— begin Records —

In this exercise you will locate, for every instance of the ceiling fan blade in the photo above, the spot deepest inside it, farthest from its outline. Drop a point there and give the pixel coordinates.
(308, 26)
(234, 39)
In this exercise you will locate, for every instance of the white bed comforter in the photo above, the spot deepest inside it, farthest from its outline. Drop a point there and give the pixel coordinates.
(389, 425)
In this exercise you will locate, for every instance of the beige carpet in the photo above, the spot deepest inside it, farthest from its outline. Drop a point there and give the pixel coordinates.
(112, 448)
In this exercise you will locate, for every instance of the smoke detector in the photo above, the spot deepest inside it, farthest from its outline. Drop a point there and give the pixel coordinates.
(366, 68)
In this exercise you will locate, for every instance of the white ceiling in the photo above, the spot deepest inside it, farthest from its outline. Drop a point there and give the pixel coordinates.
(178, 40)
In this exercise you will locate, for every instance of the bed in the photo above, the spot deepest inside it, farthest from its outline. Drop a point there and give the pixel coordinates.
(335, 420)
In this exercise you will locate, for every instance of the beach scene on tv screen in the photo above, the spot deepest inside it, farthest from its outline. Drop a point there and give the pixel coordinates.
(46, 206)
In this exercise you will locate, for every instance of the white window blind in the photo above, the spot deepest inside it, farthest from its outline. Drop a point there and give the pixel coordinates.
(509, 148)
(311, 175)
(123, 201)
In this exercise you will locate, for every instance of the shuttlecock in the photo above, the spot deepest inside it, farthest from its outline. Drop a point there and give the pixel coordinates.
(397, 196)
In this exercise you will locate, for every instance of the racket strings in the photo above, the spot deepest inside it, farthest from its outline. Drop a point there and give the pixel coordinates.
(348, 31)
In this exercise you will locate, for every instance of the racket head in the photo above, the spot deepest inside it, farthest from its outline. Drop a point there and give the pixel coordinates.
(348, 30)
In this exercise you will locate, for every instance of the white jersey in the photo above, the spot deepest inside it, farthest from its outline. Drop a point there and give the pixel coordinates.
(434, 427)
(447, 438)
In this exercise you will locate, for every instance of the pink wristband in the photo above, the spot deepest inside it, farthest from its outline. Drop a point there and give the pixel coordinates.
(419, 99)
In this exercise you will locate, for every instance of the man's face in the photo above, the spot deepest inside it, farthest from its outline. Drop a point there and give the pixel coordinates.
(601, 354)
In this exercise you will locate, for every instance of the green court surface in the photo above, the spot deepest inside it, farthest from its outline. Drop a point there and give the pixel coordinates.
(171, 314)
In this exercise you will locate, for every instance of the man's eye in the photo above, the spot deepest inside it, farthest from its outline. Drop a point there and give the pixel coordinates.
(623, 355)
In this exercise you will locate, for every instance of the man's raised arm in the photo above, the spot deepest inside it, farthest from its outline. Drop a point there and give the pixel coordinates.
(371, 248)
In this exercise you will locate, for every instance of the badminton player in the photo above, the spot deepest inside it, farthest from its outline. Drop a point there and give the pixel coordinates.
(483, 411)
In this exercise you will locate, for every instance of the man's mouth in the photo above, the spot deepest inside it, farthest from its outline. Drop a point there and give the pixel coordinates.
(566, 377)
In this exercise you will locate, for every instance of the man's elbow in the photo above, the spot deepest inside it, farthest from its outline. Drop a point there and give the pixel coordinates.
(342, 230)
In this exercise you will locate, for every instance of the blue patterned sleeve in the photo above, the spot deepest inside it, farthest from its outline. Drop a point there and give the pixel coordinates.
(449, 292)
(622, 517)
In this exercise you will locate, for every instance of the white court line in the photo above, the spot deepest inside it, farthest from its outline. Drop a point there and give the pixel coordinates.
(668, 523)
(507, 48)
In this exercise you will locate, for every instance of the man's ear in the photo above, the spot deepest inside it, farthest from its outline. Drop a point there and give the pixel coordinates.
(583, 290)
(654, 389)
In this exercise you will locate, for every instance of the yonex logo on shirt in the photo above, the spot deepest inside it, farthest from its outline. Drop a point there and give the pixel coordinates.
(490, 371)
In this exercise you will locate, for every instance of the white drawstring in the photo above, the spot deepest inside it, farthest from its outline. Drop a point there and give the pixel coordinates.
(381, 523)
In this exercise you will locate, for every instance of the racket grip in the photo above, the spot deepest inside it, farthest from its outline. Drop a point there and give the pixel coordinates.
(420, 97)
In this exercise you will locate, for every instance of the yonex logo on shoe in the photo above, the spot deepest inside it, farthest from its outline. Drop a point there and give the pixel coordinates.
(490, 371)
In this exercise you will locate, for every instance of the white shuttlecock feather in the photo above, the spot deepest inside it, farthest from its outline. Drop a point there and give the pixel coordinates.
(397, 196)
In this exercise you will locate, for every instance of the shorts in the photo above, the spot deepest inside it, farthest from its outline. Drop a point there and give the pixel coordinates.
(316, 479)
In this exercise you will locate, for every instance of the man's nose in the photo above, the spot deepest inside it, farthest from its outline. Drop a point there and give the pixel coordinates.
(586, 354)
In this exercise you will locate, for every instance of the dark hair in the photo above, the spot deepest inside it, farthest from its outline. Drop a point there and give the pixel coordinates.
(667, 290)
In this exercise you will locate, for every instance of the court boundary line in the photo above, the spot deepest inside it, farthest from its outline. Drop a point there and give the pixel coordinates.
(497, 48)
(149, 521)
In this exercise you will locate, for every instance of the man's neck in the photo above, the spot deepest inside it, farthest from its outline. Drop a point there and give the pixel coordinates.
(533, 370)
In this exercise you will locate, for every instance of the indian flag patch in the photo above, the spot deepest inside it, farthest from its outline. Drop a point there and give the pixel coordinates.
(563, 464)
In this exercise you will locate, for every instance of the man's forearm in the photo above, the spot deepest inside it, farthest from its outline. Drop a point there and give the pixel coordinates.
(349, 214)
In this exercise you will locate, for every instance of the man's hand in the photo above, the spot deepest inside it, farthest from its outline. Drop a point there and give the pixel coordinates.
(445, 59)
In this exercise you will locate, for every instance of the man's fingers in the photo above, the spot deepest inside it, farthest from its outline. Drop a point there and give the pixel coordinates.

— end Records —

• [Exercise task]
Write out every line exactly as it stands.

• [Response to this task]
In this exercise you will locate, for every instance of the ceiling fan blade in the photo above, the spot deepest inside it, farthest from its outline. Drop a point there and give the pixel coordinates.
(308, 26)
(234, 39)
In this exercise you will locate, for every instance of the white bed comforter in the photo above, the spot deepest inside it, farthest from its outline. Drop a point there and give the pixel coordinates.
(389, 425)
In this exercise you will locate, for every instance of the beige carpet in the photo above, the spot deepest inside it, farthest from its outline. Drop a point there and give the pixel coordinates.
(112, 448)
In this exercise you will locate, for every instance of the smoke detector in the photo above, the spot deepest inside it, farthest from its outline. Drop a point there and give the pixel coordinates.
(366, 68)
In this exercise you will locate, for every instance of the white ceiling in the photo above, the spot deepest inside it, farthest from its outline. Drop a point there and give the pixel coordinates.
(178, 40)
In this exercise you will locate, for every instance of the bed in the photo above, the spot deepest inside it, farthest from its outline. Drop a point there and give the pixel coordinates.
(335, 420)
In this exercise you will locate, for every instance of the beach scene on tv screen in the photo above, the spot deepest inside it, farthest from its outline. Drop a point there and give the pixel coordinates.
(46, 206)
In this exercise you will locate, for every instance of the white window blind in the photo above, the spot deepest inside it, farthest from its outline. Drop a point there and give the pixel coordinates.
(509, 148)
(311, 175)
(123, 201)
In this exercise you will locate, for every instance of the shuttlecock in the photo above, the spot deepest inside it, farthest from its outline. Drop a point there and give the pixel coordinates.
(397, 196)
In this exercise you will locate, for every instance of the racket strings in the photo above, the spot deepest inside it, farthest from its outline. Drop a point there and give the pixel coordinates.
(348, 31)
In this exercise you will locate, for every instance of the racket head in the photo above, the spot deepest inside it, farthest from its outline. Drop a point there and give the pixel coordinates.
(348, 30)
In this exercise you will locate, for every instance of the white jersey in the photo above, the spot deepest inside it, farthest from its outline. Drop a point there and give the pixel coordinates.
(434, 427)
(447, 438)
In this exercise you will locate, for every instance of the pink wristband in the photo above, the spot deepest inside it, farthest from its outline. Drop a point there and give the pixel coordinates.
(419, 99)
In this exercise you will locate, for every instance of the man's face in the photo above, the spot deepest inside it, farthest from its outline. Drop a point there and give the pixel coordinates.
(601, 354)
In this exercise you will locate, for every instance of the green court surface in the photo above, the spot deepest inside it, farthest from its outline. Drop a point there and give the pixel coordinates.
(171, 314)
In this exercise you will locate, for every instance of the man's eye in the photo above, the spot deepest inside it, farthest from its outline. Drop a point there and give the pixel coordinates.
(623, 355)
In this exercise you will locate, for every instance of the man's raised arm in the photo above, the spot deepest inside it, farthest from its outline. Drop a point there and give the pixel coordinates.
(371, 248)
In this exercise you will locate, for every instance of the badminton player in the photo above, the spot deepest inside it, farthest from its outline. Drop a point there and give the pixel coordinates.
(483, 411)
In this exercise you will locate, for every instance of the man's mouth in the photo above, the spot deepest inside it, farthest from its outline. Drop a point there and give the pixel coordinates.
(566, 377)
In this exercise you will locate, for every instance of the man's elbow in the photo above, the spot deepest inside it, farthest from its outline. Drop a point there and give the pixel coordinates.
(342, 230)
In this exercise you will locate, for every instance of the blue patterned sleeve in the photo above, the spot deepest inside it, farthest from its outline. Drop a point there and give the pixel coordinates.
(449, 292)
(622, 517)
In this exercise you will locate, for every instance of the white court line in the photo above, the spot deepest inside it, farthest from its outline. Drop a point there and give the pixel coordinates.
(668, 523)
(507, 48)
In this exercise you will locate, for every instance of the man's ear in the photo above, the spot deepest inside it, farthest from its outline. Drop a point there and give the pixel coordinates.
(583, 290)
(654, 389)
In this exercise you will locate, for every instance of the yonex logo on shirt in the photo above, the spot deepest inside it, farthest from its outline. Drop a point there and give the pixel coordinates.
(490, 371)
In this exercise you will locate, for every instance of the white drawstring in the photo above, the spot deepest inside it, farthest from its outline. Drop a point there and give the pixel coordinates.
(381, 523)
In this exercise you will locate, for every instance of the racket grip in the photo above, the spot deepest inside it, farthest from its outline. Drop a point there and give the pixel coordinates.
(420, 97)
In this exercise you will locate, for every instance of the yonex logo on shoe in the photo above, the spot deepest inside it, farthest from its outline. Drop a point there and give the pixel coordinates.
(490, 371)
In this exercise you will locate, for every instance of the white shuttlecock feather in the photo above, the spot deepest inside it, farthest from its outline. Drop a point there and give the pixel coordinates.
(397, 196)
In this exercise you will locate, for every instance of the shorts in the photo above, the spot deepest inside it, farthest from its outline. Drop a point there and give the pixel coordinates.
(316, 479)
In this exercise you will locate, for every instance of the man's nose in the photo above, the spot deepest inside it, farthest from its outline. Drop a point there and give the pixel coordinates.
(586, 354)
In this exercise you will locate, for every instance of the dark hair in the photo above, the spot deepest inside it, farthest from its outline. Drop a point there and give the pixel coordinates.
(667, 290)
In this exercise you will locate, for every instance of the court boundary line in the photo above, the spot deepest inside it, farthest from its outline. Drop a point there and give the pixel coordinates.
(497, 48)
(149, 521)
In this exercise you will locate, for every instance of the man's neck in the photo above, the spot deepest inside it, farthest from its outline. Drop a point there and give the pixel coordinates.
(533, 370)
In this exercise you will locate, for every instance of the indian flag patch in the photo above, the spot deepest inside it, farthest from its outline. Drop a point there and give the pixel coordinates.
(563, 464)
In this exercise you will locate, for every instance of the man's forearm in the photo above, the spot deepest inside it, farthest from its outline. Drop a point there and give the pixel coordinates.
(349, 214)
In this exercise you will locate, for every instance of the man's hand in the photo above, the spot deepest inside it, farthest from its outline. Drop a point there and give the pixel coordinates.
(445, 59)
In this exercise you will locate, for every instance of the man's fingers in the photo above, the spot deepest inside it, farthest from its outline. Drop a point there and give the pixel coordinates.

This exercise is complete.